Lay out the entries below as a two-column CSV with the header instruction,points and one row per entry. Put each entry's text and its answer in their own quoted fields, with every line break turned into a space.
▬▬▬▬▬▬
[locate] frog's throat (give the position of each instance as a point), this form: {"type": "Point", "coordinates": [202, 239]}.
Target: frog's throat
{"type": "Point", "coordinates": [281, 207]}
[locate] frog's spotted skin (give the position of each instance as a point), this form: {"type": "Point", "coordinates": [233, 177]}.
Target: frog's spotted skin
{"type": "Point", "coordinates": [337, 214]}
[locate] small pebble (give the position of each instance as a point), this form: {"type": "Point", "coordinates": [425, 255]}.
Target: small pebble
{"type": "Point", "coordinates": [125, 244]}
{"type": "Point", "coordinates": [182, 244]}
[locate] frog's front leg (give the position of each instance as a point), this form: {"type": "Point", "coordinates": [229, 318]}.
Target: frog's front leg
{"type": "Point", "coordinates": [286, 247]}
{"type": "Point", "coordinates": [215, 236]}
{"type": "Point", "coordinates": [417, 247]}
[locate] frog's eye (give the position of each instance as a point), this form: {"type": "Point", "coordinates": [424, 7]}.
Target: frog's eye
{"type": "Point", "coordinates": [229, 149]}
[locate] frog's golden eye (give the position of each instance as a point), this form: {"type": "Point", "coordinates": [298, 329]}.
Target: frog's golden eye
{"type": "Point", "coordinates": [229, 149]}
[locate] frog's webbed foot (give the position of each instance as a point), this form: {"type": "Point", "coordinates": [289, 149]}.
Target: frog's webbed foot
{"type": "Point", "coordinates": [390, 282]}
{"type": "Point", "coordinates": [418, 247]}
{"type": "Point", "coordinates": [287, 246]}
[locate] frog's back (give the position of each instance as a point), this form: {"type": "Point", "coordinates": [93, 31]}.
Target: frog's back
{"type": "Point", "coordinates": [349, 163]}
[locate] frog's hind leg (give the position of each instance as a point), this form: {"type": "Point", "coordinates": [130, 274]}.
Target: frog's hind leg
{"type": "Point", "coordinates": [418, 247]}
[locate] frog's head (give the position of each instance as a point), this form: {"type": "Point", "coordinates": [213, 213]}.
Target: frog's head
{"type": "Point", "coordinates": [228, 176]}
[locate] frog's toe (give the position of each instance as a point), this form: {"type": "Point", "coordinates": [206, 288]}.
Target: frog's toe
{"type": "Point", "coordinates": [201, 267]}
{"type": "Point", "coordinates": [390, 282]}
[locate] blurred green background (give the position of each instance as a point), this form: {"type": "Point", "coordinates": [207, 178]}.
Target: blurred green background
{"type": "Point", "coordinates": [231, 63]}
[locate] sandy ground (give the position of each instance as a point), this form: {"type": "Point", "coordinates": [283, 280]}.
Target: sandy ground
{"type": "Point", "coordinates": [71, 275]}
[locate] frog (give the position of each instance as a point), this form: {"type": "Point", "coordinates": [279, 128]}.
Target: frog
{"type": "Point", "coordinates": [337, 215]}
▬▬▬▬▬▬
◆ **Complete answer**:
instruction,points
"[locate] frog's throat (give the position of each instance as a point), this form: {""type"": ""Point"", ""coordinates"": [202, 239]}. Target: frog's throat","{""type"": ""Point"", ""coordinates"": [281, 207]}"
"[locate] frog's spotted skin (give the position of each instance as a point), this form: {""type"": ""Point"", ""coordinates"": [233, 177]}. Target: frog's spotted skin","{""type"": ""Point"", ""coordinates"": [337, 214]}"
"[locate] small pebble (give the position of each instance as a point), this form: {""type"": ""Point"", ""coordinates"": [425, 255]}. Target: small pebble","{""type"": ""Point"", ""coordinates"": [125, 244]} {""type"": ""Point"", ""coordinates"": [182, 244]}"
"[locate] frog's front leg (give the position of each instance as a point), this form: {""type"": ""Point"", ""coordinates"": [229, 318]}. Target: frog's front leg","{""type"": ""Point"", ""coordinates"": [286, 247]} {""type"": ""Point"", ""coordinates"": [215, 236]} {""type"": ""Point"", ""coordinates"": [417, 247]}"
"[locate] frog's eye (give the position of each instance as a point), this form: {""type"": ""Point"", ""coordinates"": [424, 7]}. Target: frog's eye","{""type"": ""Point"", ""coordinates"": [229, 149]}"
"[locate] frog's golden eye (give the position of each instance as a point), this form: {""type"": ""Point"", ""coordinates"": [298, 329]}. Target: frog's golden eye","{""type"": ""Point"", ""coordinates"": [229, 149]}"
"[locate] frog's webbed foot (give the position of each instance as a point), this form: {""type"": ""Point"", ""coordinates"": [289, 149]}. Target: frog's webbed foot","{""type"": ""Point"", ""coordinates"": [390, 282]} {""type"": ""Point"", ""coordinates"": [418, 247]} {""type"": ""Point"", ""coordinates"": [287, 246]}"
"[locate] frog's back (give the position of each instance as a point), this form: {""type"": ""Point"", ""coordinates"": [93, 31]}. Target: frog's back","{""type"": ""Point"", ""coordinates"": [349, 163]}"
"[locate] frog's hind leg (give the position of each instance as a point), this form: {""type"": ""Point"", ""coordinates"": [130, 274]}. Target: frog's hind leg","{""type"": ""Point"", ""coordinates"": [418, 247]}"
"[locate] frog's head (give the position of each instance as a point), this form: {""type"": ""Point"", ""coordinates"": [213, 213]}. Target: frog's head","{""type"": ""Point"", ""coordinates"": [228, 176]}"
"[locate] frog's toe (give the position of each instance as a point), this form: {""type"": ""Point"", ""coordinates"": [206, 288]}. Target: frog's toe","{""type"": ""Point"", ""coordinates"": [201, 267]} {""type"": ""Point"", ""coordinates"": [390, 282]}"
"[locate] blurred green background (give the position of each instance as a point), this form: {""type"": ""Point"", ""coordinates"": [207, 178]}. Target: blurred green background","{""type"": ""Point"", ""coordinates"": [231, 63]}"
"[locate] sandy ground (give the position of each instance as a point), this form: {""type"": ""Point"", ""coordinates"": [283, 280]}. Target: sandy ground","{""type"": ""Point"", ""coordinates"": [71, 275]}"
"[locate] frog (give the position of each instance as a point), this form: {""type"": ""Point"", ""coordinates"": [279, 128]}. Target: frog","{""type"": ""Point"", ""coordinates"": [337, 215]}"